Exercise task »
Turn the items below into a JSON list of strings, one string per line, and leave out blank lines.

Dataset rows on where objects appear:
==*==
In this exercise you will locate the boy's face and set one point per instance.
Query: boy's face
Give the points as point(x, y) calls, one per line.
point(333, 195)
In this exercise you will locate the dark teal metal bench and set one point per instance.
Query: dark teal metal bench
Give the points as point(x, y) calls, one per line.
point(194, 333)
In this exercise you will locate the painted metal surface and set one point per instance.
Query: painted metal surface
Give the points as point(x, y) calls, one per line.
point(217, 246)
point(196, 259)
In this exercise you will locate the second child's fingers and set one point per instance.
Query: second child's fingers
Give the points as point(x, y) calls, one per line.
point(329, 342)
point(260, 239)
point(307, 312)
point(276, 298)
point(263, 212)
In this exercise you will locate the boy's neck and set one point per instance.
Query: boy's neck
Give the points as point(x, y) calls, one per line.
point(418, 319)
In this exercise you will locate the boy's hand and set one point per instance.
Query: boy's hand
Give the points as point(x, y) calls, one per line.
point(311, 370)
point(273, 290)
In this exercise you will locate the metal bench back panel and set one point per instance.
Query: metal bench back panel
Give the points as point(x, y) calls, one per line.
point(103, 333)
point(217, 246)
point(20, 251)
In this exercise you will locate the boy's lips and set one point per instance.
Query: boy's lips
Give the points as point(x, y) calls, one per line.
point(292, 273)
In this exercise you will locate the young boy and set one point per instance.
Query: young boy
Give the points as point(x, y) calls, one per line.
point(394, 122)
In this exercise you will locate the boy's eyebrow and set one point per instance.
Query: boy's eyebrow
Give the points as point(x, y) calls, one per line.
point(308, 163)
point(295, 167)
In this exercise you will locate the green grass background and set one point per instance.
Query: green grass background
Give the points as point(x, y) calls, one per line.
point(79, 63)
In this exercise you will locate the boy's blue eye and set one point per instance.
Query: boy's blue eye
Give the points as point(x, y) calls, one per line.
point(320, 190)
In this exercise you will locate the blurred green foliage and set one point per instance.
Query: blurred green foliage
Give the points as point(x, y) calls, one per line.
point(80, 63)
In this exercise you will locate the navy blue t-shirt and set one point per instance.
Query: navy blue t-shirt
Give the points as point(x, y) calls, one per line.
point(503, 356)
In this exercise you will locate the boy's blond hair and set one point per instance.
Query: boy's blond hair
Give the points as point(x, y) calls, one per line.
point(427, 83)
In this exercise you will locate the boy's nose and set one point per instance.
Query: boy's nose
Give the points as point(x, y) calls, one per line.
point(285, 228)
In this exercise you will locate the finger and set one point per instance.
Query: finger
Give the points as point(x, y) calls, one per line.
==*==
In response »
[
  "In this exercise you will locate the boy's face and set one point per instance.",
  "Query: boy's face",
  "Give the points as point(x, y) calls, one per line.",
  "point(333, 195)",
  "In this exercise you will locate the dark teal metal bench and set one point per instance.",
  "Query: dark teal metal bench",
  "Give the points as point(x, y) calls, one per line.",
  "point(194, 333)",
  "In this exercise you will locate the painted metal surface and set one point per instance.",
  "Query: painted metal surface",
  "Give the points as point(x, y) calls, one per line.",
  "point(217, 246)",
  "point(196, 259)",
  "In this exercise you will locate the second child's fingers and set one point per instance.",
  "Query: second child's fingers",
  "Give the points as point(x, y) calls, one per line.",
  "point(329, 342)",
  "point(260, 239)",
  "point(307, 312)",
  "point(276, 298)",
  "point(263, 212)",
  "In this exercise you will locate the boy's neck and set one point per instance.",
  "Query: boy's neck",
  "Give the points as point(x, y) calls, one per line.",
  "point(418, 319)",
  "In this exercise you will locate the boy's hand and set one point per instance.",
  "Query: boy's hand",
  "Give the points as point(x, y) calls, one per line.",
  "point(311, 370)",
  "point(273, 290)",
  "In this exercise you will locate the metal bench back panel and set one point per instance.",
  "Query: metal bench back panel",
  "Give the points as point(x, y) calls, one per line.",
  "point(103, 333)",
  "point(217, 246)",
  "point(20, 251)",
  "In this exercise you will locate the boy's lips and set one point per instance.",
  "Query: boy's lips",
  "Give the points as point(x, y) calls, one per line.",
  "point(292, 273)",
  "In this exercise you will locate the young boy and set one point per instance.",
  "Query: young boy",
  "Give the points as point(x, y) calls, one per line.",
  "point(394, 122)",
  "In this exercise you will locate the boy's eyebrow and set one point per instance.",
  "Query: boy's eyebrow",
  "Give the points as point(x, y) calls, one per line.",
  "point(308, 163)",
  "point(295, 167)",
  "In this exercise you will locate the green grass background and set one point per instance.",
  "Query: green grass background",
  "Give the points as point(x, y) calls, one per line.",
  "point(79, 63)",
  "In this exercise you will locate the boy's blue eye and set one point per instance.",
  "Query: boy's blue eye",
  "Give the points as point(x, y) calls, one per line.",
  "point(320, 190)",
  "In this exercise you will locate the blurred green foliage and set one point per instance.",
  "Query: blurred green foliage",
  "Give the points as point(x, y) calls, one per line.",
  "point(80, 63)",
  "In this exercise you will locate the navy blue t-shirt and set one point per instance.",
  "Query: navy blue t-shirt",
  "Give the points as point(x, y) calls, one per line.",
  "point(503, 356)",
  "In this exercise you will locate the boy's blond hair and set one point per instance.",
  "Query: boy's blond hair",
  "Give the points as point(x, y) calls, one per line.",
  "point(427, 83)",
  "In this exercise you will locate the boy's nose and set one point per instance.",
  "Query: boy's nose",
  "Give the points as point(x, y) calls, one per line.",
  "point(285, 228)",
  "In this exercise you will locate the finger and set one point per instance.",
  "Query: finger",
  "Give the points as point(x, y) calls, one per line."
]